◆ **SHORT EXERCISE**: Copy the items below word for word, starting at the first line and ending with the line that contains "250 131 328 167", both included.

◆ **Coordinate annotation entries**:

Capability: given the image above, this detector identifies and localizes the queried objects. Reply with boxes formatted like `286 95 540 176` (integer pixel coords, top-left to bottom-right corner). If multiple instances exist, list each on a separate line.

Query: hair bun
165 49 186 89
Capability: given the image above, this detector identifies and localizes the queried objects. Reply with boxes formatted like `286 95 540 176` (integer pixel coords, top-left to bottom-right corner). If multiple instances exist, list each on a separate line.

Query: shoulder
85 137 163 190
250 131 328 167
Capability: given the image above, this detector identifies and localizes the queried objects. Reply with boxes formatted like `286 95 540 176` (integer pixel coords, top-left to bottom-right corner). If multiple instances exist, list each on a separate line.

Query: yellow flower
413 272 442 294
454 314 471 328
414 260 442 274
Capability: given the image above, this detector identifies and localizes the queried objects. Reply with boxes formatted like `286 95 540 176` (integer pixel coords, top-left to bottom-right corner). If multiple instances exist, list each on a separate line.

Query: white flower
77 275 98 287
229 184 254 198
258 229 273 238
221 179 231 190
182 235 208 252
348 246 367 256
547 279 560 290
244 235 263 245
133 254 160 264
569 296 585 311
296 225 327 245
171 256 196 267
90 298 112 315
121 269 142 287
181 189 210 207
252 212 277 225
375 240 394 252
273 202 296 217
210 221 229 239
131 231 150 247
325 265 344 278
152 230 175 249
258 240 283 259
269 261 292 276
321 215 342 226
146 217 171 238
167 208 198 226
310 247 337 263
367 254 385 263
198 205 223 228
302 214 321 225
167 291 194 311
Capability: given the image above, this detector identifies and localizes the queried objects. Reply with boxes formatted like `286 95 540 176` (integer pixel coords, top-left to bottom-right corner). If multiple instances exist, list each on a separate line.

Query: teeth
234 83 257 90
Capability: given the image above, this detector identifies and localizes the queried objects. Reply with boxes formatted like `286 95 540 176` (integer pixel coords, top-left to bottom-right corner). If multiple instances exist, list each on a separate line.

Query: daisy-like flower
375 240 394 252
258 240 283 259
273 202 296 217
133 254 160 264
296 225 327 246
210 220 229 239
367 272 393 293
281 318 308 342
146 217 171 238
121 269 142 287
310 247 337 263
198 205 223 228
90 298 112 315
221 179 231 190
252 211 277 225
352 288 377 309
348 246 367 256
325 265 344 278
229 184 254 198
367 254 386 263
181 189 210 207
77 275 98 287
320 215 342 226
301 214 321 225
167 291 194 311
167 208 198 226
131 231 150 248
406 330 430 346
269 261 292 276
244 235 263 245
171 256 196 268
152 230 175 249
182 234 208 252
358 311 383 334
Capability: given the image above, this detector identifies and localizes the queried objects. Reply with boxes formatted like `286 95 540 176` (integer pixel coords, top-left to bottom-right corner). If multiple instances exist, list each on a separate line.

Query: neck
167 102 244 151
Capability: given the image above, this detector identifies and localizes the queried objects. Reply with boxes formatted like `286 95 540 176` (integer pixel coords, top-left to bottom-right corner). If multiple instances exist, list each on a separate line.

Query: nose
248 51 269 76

◆ **SOLUTION TO THE PROBLEM**:
Capability: given the image above, this detector identifies and localizes the queried objects. Reply with boxes formatted like `286 95 540 176` (integer pixel coords, top-left to bottom-right corner). If multiple instances exist, list each on a separate line.

Query: hair bun
165 49 186 89
Capability: given the image above, this detector identifies and localizes the queried objects. Reply with boxes formatted like `286 95 540 176` (integer pixel coords, top-left to bottom-right corner). If multiple instances exist, list each on a separate line.

Query: shoulder
85 137 163 190
250 131 328 167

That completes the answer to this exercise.